- **SHORT PROBLEM**
Repeat every one of the following records word for word, changing nothing.

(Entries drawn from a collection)
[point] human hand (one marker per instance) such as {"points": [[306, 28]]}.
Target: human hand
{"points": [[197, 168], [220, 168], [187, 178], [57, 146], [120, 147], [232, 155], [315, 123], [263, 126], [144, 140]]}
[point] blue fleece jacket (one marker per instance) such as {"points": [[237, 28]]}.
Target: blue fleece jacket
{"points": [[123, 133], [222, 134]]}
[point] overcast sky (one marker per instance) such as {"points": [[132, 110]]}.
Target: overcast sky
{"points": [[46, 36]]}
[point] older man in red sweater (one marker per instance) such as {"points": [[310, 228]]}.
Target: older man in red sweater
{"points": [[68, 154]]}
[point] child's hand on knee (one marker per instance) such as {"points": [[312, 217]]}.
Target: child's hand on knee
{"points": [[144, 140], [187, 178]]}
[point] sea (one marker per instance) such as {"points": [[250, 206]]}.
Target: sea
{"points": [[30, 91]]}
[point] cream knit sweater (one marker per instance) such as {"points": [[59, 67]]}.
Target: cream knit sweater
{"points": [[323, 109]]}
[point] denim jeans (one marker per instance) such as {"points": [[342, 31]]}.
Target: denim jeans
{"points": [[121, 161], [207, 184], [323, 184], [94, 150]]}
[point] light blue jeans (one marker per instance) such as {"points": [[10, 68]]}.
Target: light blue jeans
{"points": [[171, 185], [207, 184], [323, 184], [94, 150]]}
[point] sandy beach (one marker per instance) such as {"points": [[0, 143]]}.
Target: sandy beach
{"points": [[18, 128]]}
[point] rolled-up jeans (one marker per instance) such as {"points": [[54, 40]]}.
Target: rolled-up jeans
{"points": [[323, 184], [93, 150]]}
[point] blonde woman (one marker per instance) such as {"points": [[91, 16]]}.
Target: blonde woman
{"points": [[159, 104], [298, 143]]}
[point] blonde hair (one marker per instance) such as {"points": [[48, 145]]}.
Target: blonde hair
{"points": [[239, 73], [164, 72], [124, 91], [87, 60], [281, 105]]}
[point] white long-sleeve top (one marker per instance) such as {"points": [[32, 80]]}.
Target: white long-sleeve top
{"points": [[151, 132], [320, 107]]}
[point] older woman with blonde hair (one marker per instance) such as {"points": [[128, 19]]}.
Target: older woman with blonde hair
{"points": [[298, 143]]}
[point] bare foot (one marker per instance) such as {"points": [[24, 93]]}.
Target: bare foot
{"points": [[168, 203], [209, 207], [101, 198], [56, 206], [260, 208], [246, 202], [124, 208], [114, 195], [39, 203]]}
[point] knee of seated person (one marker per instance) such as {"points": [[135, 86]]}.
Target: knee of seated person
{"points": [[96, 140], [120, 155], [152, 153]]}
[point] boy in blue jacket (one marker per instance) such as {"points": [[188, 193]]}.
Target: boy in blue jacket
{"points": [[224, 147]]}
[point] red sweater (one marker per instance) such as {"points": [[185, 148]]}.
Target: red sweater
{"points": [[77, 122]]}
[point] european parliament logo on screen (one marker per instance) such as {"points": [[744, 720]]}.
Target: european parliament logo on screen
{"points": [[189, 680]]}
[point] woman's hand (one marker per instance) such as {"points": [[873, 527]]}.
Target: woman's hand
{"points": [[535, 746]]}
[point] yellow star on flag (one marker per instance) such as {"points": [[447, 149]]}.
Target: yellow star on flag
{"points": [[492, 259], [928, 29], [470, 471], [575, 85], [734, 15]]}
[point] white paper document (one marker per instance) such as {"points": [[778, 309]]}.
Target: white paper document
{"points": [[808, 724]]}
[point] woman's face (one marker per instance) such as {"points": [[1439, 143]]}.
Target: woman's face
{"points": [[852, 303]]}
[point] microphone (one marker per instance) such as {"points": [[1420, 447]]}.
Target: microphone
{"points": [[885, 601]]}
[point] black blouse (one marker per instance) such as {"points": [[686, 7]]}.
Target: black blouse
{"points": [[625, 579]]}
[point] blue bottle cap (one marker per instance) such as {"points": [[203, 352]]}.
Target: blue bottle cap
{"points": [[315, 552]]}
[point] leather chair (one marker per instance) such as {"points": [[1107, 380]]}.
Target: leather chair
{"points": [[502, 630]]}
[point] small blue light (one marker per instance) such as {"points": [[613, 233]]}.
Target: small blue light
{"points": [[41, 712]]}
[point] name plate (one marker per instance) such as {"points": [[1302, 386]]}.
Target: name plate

- **FINAL RESULT**
[point] human hand (one marker per instance) such as {"points": [[306, 28]]}.
Target: human hand
{"points": [[197, 168], [220, 168], [187, 178], [57, 146], [120, 147], [232, 155], [315, 123], [263, 126], [144, 140]]}
[point] blue fleece jacket (one marker per instance) such as {"points": [[237, 28]]}.
Target: blue fleece jacket
{"points": [[123, 133], [222, 134]]}
[point] overcast sky (one marker per instance) such as {"points": [[132, 110]]}.
Target: overcast sky
{"points": [[46, 36]]}
[point] older man in red sweater (one marker per instance) such as {"points": [[310, 228]]}.
Target: older man in red sweater
{"points": [[68, 154]]}
[point] child's hand on knee (one marker per instance) such as {"points": [[312, 217]]}.
Target: child's hand on knee
{"points": [[144, 140], [187, 178]]}
[point] sea (one marker per instance) such as {"points": [[250, 206]]}.
Target: sea
{"points": [[30, 91]]}
[point] cream knit sweater (one marker per instance) such as {"points": [[59, 67]]}.
Target: cream knit sweater
{"points": [[323, 109]]}
[point] denim jeans (one marker per instance) such as {"points": [[342, 31]]}.
Target: denim jeans
{"points": [[121, 161], [207, 184], [323, 184], [94, 150]]}
[point] light blue jeans (one marker per instance) such as {"points": [[10, 68]]}.
Target: light blue jeans
{"points": [[171, 185], [207, 184], [323, 184], [94, 150]]}
[point] sandy beach (one marker per instance) such as {"points": [[0, 143]]}.
Target: sandy beach
{"points": [[18, 128]]}
[point] rolled-up jeans (one marker per instance) such as {"points": [[54, 40]]}.
Target: rolled-up jeans
{"points": [[323, 184], [93, 150]]}
[point] blonde woman (one marker per instance) such as {"points": [[91, 16]]}.
Target: blonde woman
{"points": [[159, 104], [298, 143]]}
[point] blonde hair (one marker per instance) such as {"points": [[48, 145]]}.
Target: blonde hair
{"points": [[239, 73], [164, 72], [124, 91], [87, 60], [281, 105]]}
[point] white long-sleeve top (one marker per instance) such as {"points": [[32, 80]]}.
Target: white long-sleeve top
{"points": [[151, 132], [320, 107]]}
[point] older woman with blonde hair (one marker per instance) such as {"points": [[128, 19]]}.
Target: older woman with blonde hair
{"points": [[298, 143]]}
[point] bare foot (one marker per instance) such as {"points": [[24, 93]]}.
Target: bare foot
{"points": [[168, 203], [209, 207], [101, 198], [56, 206], [260, 208], [246, 202], [124, 208], [114, 195], [39, 203]]}
[point] knee of seated person (one marker per instance) such as {"points": [[135, 86]]}.
Target: knee of seated person
{"points": [[96, 140], [120, 155], [152, 153]]}
[point] boy in blue jacket (one marker per instance) such as {"points": [[188, 193]]}.
Target: boy in blue jacket
{"points": [[224, 147]]}
[point] red sweater (one marker per instance) such as {"points": [[185, 148]]}.
Target: red sweater
{"points": [[77, 122]]}
[point] european parliament logo on screen (one marker per instance) such as {"points": [[744, 720]]}.
Target: european parliament logo on screen
{"points": [[189, 680]]}
[point] woman's hand (one marker per instance) such as {"points": [[873, 527]]}.
Target: woman's hand
{"points": [[535, 746]]}
[point] yellow star on flag (one marker per instance) such as {"points": [[447, 149]]}.
Target: yellow star on flag
{"points": [[492, 259], [928, 29], [470, 471], [575, 85], [734, 15]]}
[point] white paper document (one marker per instance) such as {"points": [[778, 309]]}.
Target: white paper document
{"points": [[808, 724]]}
[point] woman's face (one marker per instance) such as {"points": [[1439, 143]]}.
Target: woman's face
{"points": [[852, 303]]}
[point] microphone (one marker per instance) such as {"points": [[1420, 447]]}.
Target: microphone
{"points": [[885, 601]]}
[point] black blouse (one marker per instance) such as {"points": [[686, 7]]}.
Target: black blouse
{"points": [[625, 579]]}
[point] blue bottle cap (one marker per instance) such as {"points": [[203, 352]]}.
Target: blue bottle cap
{"points": [[315, 552]]}
[point] leather chair (one marker per instance) such as {"points": [[1107, 380]]}.
Target: leather chair
{"points": [[502, 630]]}
[point] small blue light (one marker per instance) such as {"points": [[613, 233]]}.
Target: small blue light
{"points": [[41, 712]]}
[point] name plate (one marker per instance) such as {"points": [[1302, 386]]}.
Target: name plate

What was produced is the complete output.